→ **Prompt**
Exactly as written, output each of the lines below, with no images.

** Opening Records supplied block **

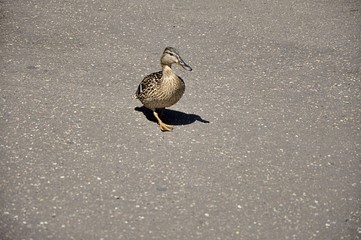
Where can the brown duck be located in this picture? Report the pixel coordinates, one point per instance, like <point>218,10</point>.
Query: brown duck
<point>163,89</point>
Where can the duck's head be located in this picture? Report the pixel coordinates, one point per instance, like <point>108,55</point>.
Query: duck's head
<point>170,56</point>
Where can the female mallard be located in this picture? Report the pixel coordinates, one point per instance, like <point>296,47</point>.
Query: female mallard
<point>163,89</point>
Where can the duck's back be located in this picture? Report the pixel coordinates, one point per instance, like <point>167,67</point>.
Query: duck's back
<point>158,91</point>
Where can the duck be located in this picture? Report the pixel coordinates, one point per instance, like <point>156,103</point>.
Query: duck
<point>163,89</point>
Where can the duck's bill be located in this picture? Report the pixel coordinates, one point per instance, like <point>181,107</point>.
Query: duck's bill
<point>184,65</point>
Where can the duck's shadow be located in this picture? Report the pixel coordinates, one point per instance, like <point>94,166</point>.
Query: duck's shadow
<point>171,117</point>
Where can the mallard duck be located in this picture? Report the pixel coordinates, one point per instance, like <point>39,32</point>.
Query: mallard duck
<point>163,89</point>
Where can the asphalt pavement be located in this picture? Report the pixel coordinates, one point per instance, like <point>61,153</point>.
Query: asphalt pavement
<point>266,139</point>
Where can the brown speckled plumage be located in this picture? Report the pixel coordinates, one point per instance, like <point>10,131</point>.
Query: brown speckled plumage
<point>163,89</point>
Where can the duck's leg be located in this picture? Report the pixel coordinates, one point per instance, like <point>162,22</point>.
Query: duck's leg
<point>162,125</point>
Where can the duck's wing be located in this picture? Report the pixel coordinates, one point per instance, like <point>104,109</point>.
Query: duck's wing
<point>148,83</point>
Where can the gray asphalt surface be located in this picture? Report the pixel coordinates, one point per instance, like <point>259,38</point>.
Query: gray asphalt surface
<point>266,143</point>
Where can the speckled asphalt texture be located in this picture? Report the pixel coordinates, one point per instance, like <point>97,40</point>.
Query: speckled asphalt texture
<point>266,139</point>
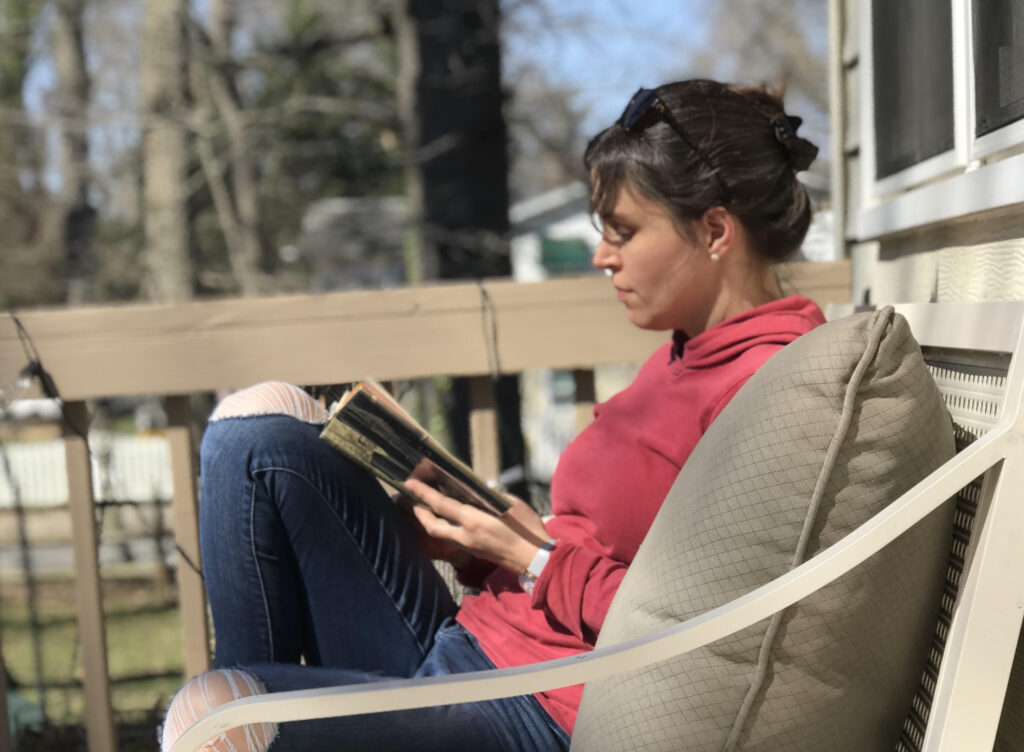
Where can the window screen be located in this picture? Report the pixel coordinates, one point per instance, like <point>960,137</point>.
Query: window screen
<point>913,82</point>
<point>998,63</point>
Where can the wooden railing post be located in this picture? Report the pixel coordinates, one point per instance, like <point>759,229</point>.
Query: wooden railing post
<point>585,398</point>
<point>184,518</point>
<point>483,428</point>
<point>98,713</point>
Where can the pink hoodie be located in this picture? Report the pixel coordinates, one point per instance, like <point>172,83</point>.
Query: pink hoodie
<point>609,485</point>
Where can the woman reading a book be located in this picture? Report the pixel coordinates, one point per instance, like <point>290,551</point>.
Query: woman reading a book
<point>315,578</point>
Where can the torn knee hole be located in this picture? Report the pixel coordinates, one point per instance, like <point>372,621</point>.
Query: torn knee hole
<point>207,692</point>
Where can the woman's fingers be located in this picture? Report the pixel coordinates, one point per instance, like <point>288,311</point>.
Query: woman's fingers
<point>509,541</point>
<point>441,505</point>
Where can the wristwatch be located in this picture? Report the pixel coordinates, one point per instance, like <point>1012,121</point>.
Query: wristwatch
<point>528,578</point>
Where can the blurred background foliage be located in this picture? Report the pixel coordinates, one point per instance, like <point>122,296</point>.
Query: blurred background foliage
<point>165,150</point>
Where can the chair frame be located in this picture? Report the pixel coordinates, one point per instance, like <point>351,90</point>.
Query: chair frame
<point>982,637</point>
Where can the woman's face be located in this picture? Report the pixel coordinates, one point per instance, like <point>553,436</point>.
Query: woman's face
<point>664,279</point>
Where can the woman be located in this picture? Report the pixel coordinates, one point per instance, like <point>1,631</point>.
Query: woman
<point>306,559</point>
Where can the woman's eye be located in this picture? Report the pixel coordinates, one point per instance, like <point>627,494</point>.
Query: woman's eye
<point>616,236</point>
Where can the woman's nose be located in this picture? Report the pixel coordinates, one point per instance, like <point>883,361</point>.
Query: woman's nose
<point>605,256</point>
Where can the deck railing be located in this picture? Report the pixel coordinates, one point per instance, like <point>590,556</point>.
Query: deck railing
<point>177,350</point>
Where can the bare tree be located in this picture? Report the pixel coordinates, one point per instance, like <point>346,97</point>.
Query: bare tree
<point>165,151</point>
<point>767,41</point>
<point>452,102</point>
<point>233,184</point>
<point>72,105</point>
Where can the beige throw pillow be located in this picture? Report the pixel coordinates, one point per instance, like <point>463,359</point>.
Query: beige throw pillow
<point>830,430</point>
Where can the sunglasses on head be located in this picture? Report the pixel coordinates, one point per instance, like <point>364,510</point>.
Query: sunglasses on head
<point>645,109</point>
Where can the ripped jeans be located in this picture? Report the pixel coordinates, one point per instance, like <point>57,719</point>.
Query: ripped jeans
<point>306,558</point>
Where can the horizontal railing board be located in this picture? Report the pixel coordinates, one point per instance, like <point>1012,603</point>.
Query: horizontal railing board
<point>389,334</point>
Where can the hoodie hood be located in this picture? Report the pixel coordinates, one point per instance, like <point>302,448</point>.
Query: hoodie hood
<point>778,322</point>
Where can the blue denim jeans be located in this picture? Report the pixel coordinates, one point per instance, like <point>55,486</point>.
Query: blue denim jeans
<point>305,557</point>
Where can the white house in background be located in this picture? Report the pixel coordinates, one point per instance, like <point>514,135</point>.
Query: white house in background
<point>928,123</point>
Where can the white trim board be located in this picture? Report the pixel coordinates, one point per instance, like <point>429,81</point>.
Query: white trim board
<point>992,186</point>
<point>990,326</point>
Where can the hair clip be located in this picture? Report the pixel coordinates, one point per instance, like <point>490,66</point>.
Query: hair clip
<point>785,127</point>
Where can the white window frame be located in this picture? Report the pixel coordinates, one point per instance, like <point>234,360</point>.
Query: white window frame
<point>977,174</point>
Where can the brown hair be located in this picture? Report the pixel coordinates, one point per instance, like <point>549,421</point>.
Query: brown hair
<point>740,151</point>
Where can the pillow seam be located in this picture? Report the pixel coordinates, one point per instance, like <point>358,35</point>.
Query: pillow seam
<point>882,321</point>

** Closing Records supplied block **

→ **Written answer**
Where can the brown duck be located in this picture? Report the pixel coordinates, one point per instance, like <point>218,10</point>.
Query: brown duck
<point>163,89</point>
Where can the duck's head be located in this picture? Report the pixel coordinates, one point per instance, like <point>108,55</point>.
Query: duck's head
<point>170,56</point>
Where can the female mallard be located in this picture? Report the pixel coordinates, one point per instance, like <point>296,47</point>.
Query: female mallard
<point>163,89</point>
Where can the duck's back be located in this picture? Report the pixel coordinates, one point per instance, like <point>167,67</point>.
Query: duck's back
<point>158,91</point>
Where can the duck be located in this picture? Report the pixel coordinates, one point per instance, like <point>156,103</point>.
Query: duck
<point>163,89</point>
Where can the duck's bill be located in this picture? Report the pixel coordinates, one point per instance, like <point>181,107</point>.
Query: duck's bill
<point>184,65</point>
Where can the duck's shadow be located in this picture? Report the pixel coordinates, one point per instance, like <point>94,166</point>.
Query: duck's shadow
<point>171,117</point>
Where can the mallard duck be located in this picture? Report the pixel coordinates, one point per instance, like <point>39,32</point>.
Query: mallard duck
<point>163,89</point>
Where can the asphalt pavement be located in this picture? Report the pixel coordinates, one point per instance, like <point>61,153</point>.
Query: asphalt pavement
<point>266,139</point>
Where can the brown speckled plumage be located in this picture? Report the pixel coordinates, one point per instance, like <point>10,131</point>.
Query: brown speckled plumage
<point>163,89</point>
Where can the duck's leg be located in this picture? Report the pixel coordinates, one point per instance, like <point>162,22</point>.
Query: duck's leg
<point>162,125</point>
Where can the duck's wing be located in this picture? Report the pixel coordinates, one point per instance, like <point>104,109</point>.
Query: duck's wing
<point>148,83</point>
Where can the gray asphalt surface be located in this picture? Report the pixel coordinates, one point per instance, like <point>259,38</point>.
Query: gray asphalt surface
<point>266,143</point>
Where can the speckled asphalt texture be located in this picture? Report the pixel coordinates, one point per instance, like <point>97,40</point>.
Query: speckled asphalt texture
<point>266,139</point>
Where can the window screen be located in this picture? Report the pixel coordinates, one point per instance, like <point>960,137</point>.
Query: window screen
<point>913,82</point>
<point>998,63</point>
Where can the wooden railing post be located in this picture? Report the pixel coordinates, one point per instance, like <point>759,229</point>.
Query: wooden railing post
<point>585,398</point>
<point>184,518</point>
<point>483,428</point>
<point>98,713</point>
Where can the pink hoodie be located in this picture? Report the pixel coordinates, one point per instance, like <point>172,83</point>.
Query: pink hoodie
<point>609,485</point>
Where can the woman reading a book be located in this picture? Report the pixel coordinates, one point per instance, like <point>290,551</point>.
Query: woman reading a book
<point>315,578</point>
Where can the torn knee hole be located in this picture? Report the pixel coordinates, one point per instance, like <point>372,621</point>.
Query: torn knee hole
<point>207,692</point>
Where can the woman's fingers be located in this picture? Report the pixel coordinates, one point per instance, like <point>288,311</point>.
Query: woman's fingers
<point>509,541</point>
<point>441,505</point>
Where can the wristwatch be located in this picture? Report the pixel coordinates, one point per instance, like <point>1012,121</point>.
Query: wristwatch
<point>528,578</point>
Where can the blurred background foliage be located in this picture? Report the pixel coordinates, one point per instance, like <point>122,296</point>.
Query: blurred background foliage
<point>165,150</point>
Where can the chair frame be located in this picture? Report the pixel coordinates, one point per instance, like <point>351,90</point>.
Query: chair frame
<point>982,637</point>
Where can the woman's face be located in this picture? Report the pixel coordinates, one point per instance, like <point>553,436</point>.
Query: woman's face
<point>664,279</point>
Where can the woman be located in this picture? Report the pixel coordinates, one point per instance, like <point>1,631</point>.
Query: woman
<point>306,559</point>
Where can the woman's eye be located in this picture? Report the pixel coordinates, one point per instance, like <point>627,494</point>.
Query: woman's eye
<point>616,236</point>
Where can the woman's nose be located in this picture? Report the pixel coordinates, one point per instance, like <point>883,361</point>.
Query: woman's nose
<point>605,256</point>
Where can the deck railing be located in this picture? Report the pixel coordinates, one point per instance, like <point>590,556</point>.
Query: deck railing
<point>177,350</point>
Where can the bare tree be located in this picture? Report the pixel coordinates, one point per instance, like <point>346,97</point>.
Query: bare tree
<point>165,151</point>
<point>767,41</point>
<point>452,102</point>
<point>233,184</point>
<point>72,105</point>
Where can the beige throw pillow be located in this picture? Report the pixel coordinates, one point per instance, like <point>463,359</point>.
Query: beige throw pillow
<point>830,430</point>
Where can the sunglasses on head be located in this picture? Report the pixel coordinates, one point per instance, like <point>364,510</point>.
Query: sunglasses on head
<point>645,109</point>
Where can the ripped jeans be located in this picture? Report the pixel coordinates, one point per instance, like <point>57,719</point>.
Query: ripped jeans
<point>306,558</point>
Where can the horizontal railing board be located in this picture? Report the pixel coordinates, one point per instance, like <point>1012,603</point>.
Query: horizontal railing board
<point>389,334</point>
Where can the hoodie hood be located in this picture? Report the pixel coordinates, one point per instance, like <point>302,448</point>.
Query: hoodie hood
<point>778,322</point>
Where can the blue denim jeans be located in this picture? Report the pixel coordinates, one point per instance, like <point>55,486</point>.
Query: blue denim jeans
<point>305,557</point>
Where can the white house in background be located in this picture? Report the pixel coordinates, one point per instance, like <point>514,135</point>.
Query: white house in background
<point>928,123</point>
Where can the white trim board be located in this picture? Report the pixel coordinates, one point per instance, like <point>429,81</point>.
Query: white trim board
<point>992,186</point>
<point>990,326</point>
Where can the hair clip be located in this picture? Report the pixel coordinates, one point per instance, like <point>490,66</point>.
Query: hair clip
<point>785,127</point>
Where can the white window frame be located in this picture? Report the pixel coordinates, one point per instance, like <point>234,360</point>.
Query: white window frame
<point>977,174</point>
Where can the brown hair be located in this picture? Report the pixel coordinates, one point per instance, like <point>549,421</point>.
Query: brown hair
<point>740,151</point>
Where can the pillow seam be located in this picture? Report the pixel coordinates, one point per instance, like <point>358,35</point>.
Query: pillow seam
<point>882,321</point>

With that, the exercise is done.